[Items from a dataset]

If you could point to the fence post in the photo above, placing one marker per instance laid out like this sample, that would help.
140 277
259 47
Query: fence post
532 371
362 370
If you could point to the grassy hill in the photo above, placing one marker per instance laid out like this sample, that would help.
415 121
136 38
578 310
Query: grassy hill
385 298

==

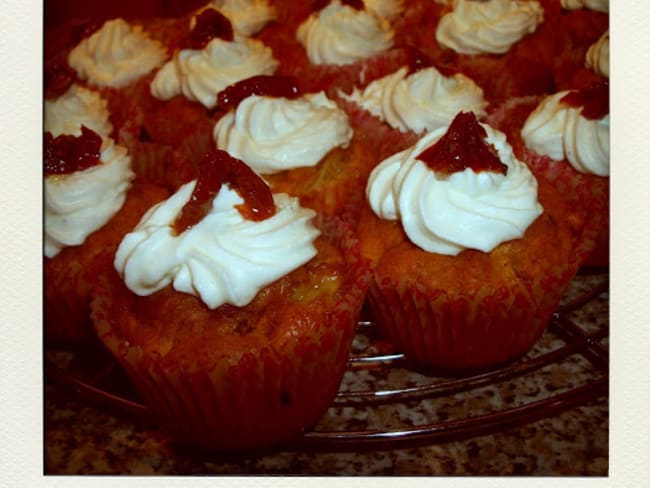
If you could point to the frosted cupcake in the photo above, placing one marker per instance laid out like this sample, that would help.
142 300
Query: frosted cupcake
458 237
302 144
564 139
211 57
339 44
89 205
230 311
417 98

• _ABOUT THIS EXERCISE_
Only one number is expected: the count of lines above that contain the string "point".

• _TASK SOLUTION_
3